[START INFORMATION PROVIDED]

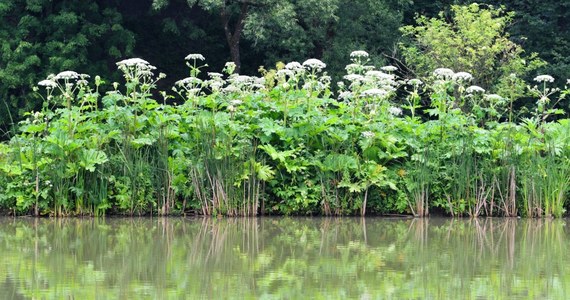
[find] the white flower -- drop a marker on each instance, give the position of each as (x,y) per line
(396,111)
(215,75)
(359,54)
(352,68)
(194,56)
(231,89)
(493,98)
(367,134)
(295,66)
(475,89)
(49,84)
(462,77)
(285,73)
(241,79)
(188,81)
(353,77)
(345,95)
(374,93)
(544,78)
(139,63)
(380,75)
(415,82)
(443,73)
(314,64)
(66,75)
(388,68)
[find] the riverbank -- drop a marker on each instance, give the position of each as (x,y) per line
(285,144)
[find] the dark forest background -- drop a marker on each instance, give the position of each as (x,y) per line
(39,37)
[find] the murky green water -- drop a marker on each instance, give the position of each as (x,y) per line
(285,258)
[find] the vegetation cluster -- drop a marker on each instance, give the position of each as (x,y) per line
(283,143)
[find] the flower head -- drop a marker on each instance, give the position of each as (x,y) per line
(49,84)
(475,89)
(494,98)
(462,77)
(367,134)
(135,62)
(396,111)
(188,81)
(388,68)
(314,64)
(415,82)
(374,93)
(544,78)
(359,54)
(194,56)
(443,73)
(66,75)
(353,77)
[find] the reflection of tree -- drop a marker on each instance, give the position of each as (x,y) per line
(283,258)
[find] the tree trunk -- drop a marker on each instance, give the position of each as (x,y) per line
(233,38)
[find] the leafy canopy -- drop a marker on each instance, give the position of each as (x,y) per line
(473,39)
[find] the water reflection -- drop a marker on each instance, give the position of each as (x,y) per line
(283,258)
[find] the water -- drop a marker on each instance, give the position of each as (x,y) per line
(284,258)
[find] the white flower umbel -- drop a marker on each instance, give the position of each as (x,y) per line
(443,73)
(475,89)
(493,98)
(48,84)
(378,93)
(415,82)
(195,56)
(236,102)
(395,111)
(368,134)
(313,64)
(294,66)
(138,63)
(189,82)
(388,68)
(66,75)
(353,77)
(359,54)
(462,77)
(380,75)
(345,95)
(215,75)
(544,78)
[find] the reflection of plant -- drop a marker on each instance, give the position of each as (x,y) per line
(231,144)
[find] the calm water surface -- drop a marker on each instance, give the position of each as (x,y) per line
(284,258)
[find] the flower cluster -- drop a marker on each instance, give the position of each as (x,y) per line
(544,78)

[END INFORMATION PROVIDED]
[START INFORMATION PROVIDED]

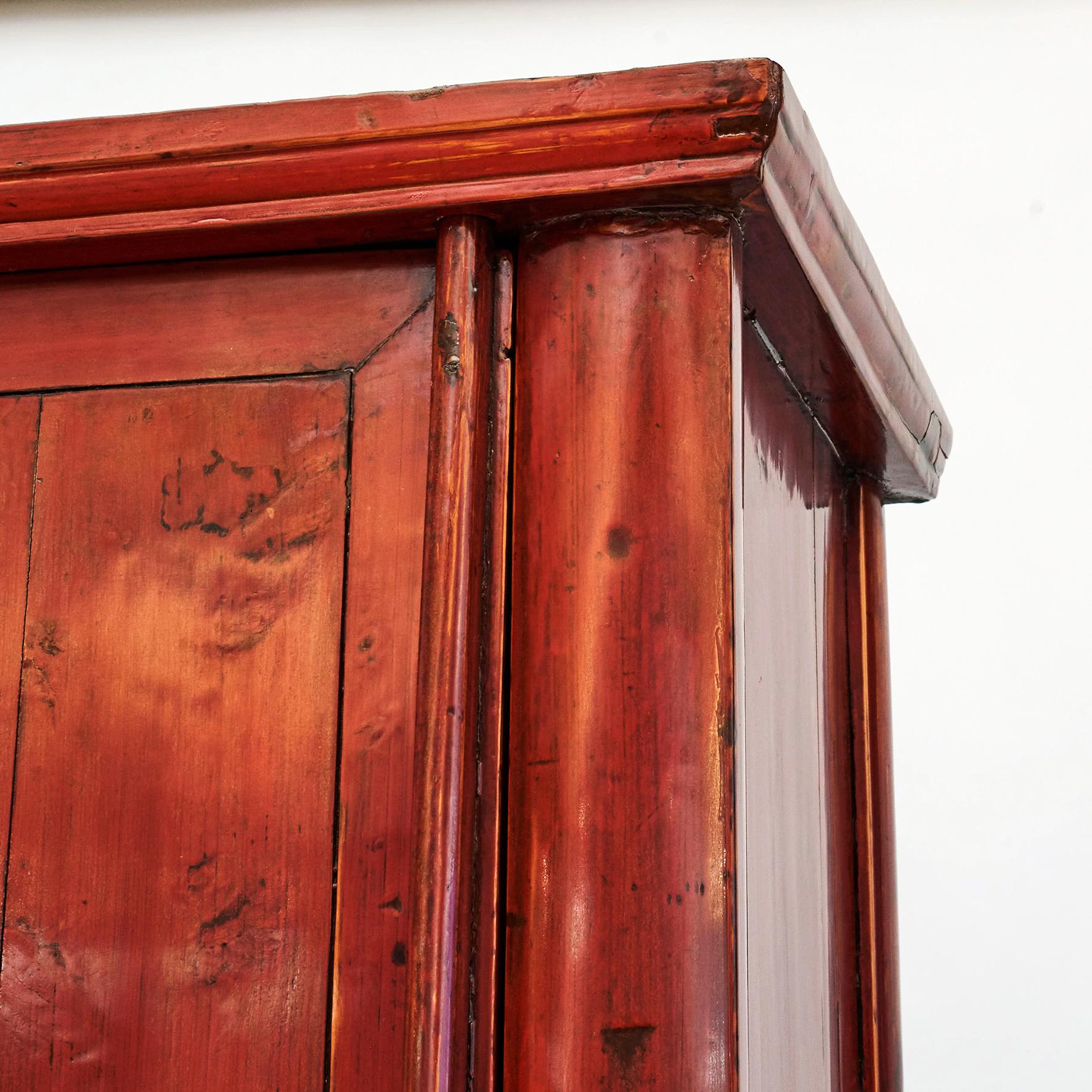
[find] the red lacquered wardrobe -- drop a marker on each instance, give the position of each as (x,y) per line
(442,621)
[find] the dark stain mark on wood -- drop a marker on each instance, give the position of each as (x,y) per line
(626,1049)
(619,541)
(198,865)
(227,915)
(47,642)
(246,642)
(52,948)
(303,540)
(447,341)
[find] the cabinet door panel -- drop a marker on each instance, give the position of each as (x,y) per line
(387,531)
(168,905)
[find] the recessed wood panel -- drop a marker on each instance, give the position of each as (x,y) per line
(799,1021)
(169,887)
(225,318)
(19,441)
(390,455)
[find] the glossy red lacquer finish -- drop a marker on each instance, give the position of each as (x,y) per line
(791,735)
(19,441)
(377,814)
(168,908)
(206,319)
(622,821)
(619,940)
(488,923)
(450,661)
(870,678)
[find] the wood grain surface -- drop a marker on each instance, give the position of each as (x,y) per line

[END INFORMATION PROVIDED]
[START INFORMATION PROVIDED]

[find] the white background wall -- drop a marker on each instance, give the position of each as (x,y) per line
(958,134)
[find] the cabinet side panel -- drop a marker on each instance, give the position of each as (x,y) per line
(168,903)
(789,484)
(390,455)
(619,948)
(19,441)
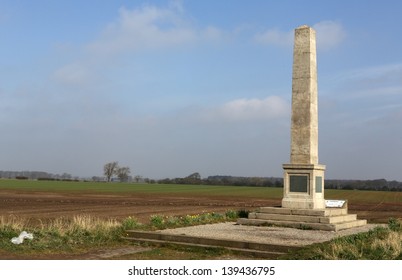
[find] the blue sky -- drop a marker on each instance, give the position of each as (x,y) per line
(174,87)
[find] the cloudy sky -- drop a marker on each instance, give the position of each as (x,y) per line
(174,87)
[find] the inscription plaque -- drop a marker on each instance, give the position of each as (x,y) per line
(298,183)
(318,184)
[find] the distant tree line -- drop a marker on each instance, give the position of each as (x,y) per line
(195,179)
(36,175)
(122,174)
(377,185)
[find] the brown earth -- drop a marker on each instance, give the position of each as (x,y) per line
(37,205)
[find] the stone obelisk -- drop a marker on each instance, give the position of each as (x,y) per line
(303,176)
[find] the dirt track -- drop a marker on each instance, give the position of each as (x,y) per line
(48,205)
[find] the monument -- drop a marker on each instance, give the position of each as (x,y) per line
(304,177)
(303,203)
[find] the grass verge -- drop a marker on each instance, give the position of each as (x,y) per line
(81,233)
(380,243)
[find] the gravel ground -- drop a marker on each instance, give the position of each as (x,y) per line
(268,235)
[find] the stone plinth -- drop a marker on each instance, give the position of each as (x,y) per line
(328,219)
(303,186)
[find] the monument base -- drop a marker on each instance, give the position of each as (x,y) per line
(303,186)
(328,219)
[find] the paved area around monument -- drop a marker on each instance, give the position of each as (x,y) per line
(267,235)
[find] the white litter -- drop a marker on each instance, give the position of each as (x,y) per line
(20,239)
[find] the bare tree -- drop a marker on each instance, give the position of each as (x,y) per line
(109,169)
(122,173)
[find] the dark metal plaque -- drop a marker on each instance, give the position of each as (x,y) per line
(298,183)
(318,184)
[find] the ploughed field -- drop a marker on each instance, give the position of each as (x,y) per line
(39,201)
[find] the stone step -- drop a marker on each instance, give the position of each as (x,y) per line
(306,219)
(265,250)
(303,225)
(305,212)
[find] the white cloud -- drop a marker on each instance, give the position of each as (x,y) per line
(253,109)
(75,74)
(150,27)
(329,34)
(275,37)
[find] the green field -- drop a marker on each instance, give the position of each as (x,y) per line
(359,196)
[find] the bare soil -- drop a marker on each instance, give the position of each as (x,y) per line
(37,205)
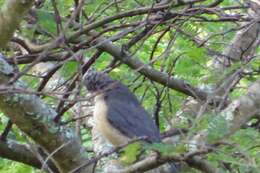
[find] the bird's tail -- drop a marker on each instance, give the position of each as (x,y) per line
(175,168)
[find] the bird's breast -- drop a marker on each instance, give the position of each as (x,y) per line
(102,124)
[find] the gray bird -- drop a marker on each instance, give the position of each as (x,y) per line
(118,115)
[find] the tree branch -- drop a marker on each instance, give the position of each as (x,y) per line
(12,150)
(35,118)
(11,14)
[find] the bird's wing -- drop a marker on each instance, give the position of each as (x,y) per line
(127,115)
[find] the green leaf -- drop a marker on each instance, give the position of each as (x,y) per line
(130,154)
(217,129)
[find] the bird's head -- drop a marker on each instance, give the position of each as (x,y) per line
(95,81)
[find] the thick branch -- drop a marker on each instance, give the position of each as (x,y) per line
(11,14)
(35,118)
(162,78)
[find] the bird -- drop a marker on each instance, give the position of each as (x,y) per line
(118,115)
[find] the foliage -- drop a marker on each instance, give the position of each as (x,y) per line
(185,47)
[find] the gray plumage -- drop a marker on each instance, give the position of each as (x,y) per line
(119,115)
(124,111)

[END INFORMATION PROVIDED]

▶ _PROBLEM TO WORK ON_:
Count the lines of the material above that contain the word "bare". Give only the number.

▶ _SOLUTION FOR THIS EXERCISE_:
2